Records in a dataset:
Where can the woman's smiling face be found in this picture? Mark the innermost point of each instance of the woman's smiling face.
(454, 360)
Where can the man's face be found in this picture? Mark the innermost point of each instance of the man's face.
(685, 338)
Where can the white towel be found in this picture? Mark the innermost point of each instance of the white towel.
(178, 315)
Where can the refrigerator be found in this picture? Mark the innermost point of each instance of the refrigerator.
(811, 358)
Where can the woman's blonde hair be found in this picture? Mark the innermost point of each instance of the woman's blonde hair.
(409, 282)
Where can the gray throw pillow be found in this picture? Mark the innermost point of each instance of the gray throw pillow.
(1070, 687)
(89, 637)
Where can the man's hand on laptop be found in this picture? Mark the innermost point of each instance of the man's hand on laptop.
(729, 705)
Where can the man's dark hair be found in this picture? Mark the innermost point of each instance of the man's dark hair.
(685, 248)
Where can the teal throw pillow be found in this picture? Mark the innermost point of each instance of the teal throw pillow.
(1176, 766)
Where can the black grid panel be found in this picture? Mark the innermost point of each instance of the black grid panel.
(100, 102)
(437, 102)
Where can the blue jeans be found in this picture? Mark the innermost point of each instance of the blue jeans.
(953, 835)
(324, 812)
* * *
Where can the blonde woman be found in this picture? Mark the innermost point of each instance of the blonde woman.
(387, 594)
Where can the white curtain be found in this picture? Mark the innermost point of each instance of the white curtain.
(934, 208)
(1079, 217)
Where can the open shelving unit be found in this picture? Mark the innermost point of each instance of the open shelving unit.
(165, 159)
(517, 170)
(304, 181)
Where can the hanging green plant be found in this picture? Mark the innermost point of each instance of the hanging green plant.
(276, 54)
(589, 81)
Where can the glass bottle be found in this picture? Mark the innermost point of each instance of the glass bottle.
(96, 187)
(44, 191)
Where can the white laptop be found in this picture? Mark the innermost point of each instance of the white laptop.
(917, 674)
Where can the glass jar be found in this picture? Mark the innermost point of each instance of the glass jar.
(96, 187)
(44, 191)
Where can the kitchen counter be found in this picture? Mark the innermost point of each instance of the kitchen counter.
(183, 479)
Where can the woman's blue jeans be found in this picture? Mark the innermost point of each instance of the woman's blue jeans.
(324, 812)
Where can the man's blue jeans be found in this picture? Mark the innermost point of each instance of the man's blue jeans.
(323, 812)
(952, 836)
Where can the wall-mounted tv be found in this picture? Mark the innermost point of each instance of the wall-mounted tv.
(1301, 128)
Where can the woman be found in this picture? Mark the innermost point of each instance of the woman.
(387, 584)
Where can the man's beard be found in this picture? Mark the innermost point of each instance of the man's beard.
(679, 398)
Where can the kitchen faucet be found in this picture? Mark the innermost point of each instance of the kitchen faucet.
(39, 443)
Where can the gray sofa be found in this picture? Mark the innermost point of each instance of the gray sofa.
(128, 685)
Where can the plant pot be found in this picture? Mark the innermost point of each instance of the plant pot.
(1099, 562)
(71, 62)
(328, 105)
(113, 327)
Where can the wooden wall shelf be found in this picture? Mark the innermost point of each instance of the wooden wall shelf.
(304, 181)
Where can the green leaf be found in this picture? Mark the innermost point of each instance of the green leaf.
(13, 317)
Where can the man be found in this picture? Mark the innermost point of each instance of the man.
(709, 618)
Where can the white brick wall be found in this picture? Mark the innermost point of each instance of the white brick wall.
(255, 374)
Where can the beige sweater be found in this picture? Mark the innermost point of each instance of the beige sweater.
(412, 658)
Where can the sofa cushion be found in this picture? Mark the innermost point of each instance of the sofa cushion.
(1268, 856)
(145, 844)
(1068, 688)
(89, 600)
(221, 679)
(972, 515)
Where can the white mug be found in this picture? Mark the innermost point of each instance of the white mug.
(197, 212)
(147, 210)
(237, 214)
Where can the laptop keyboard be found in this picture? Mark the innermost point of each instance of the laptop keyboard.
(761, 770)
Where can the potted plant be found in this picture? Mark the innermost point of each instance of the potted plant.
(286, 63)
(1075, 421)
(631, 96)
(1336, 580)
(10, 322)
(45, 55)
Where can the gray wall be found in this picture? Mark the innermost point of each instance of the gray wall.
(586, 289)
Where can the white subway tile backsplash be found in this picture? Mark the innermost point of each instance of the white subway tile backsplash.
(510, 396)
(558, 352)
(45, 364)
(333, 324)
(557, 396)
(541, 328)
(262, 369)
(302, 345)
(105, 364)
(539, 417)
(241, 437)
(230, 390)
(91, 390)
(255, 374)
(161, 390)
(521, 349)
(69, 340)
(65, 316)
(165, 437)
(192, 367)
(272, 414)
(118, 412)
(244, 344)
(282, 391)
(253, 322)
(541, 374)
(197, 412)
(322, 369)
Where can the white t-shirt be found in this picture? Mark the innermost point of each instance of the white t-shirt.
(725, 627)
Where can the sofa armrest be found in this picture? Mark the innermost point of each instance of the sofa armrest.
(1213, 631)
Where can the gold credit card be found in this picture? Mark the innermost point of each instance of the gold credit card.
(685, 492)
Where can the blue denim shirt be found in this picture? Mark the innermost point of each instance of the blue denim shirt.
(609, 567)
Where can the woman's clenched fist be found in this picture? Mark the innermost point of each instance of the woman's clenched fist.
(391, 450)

What to produce:
Identify each line of the data above that contains the string "hair", and copy every such line. Letter case counts.

Expected answer:
Where can the woman's blonde hair be found in this picture? Mark the innermost point of each instance of the woman's blonde hair.
Where can the man's dark hair be found in this picture? Mark the innermost point of each instance of the man's dark hair.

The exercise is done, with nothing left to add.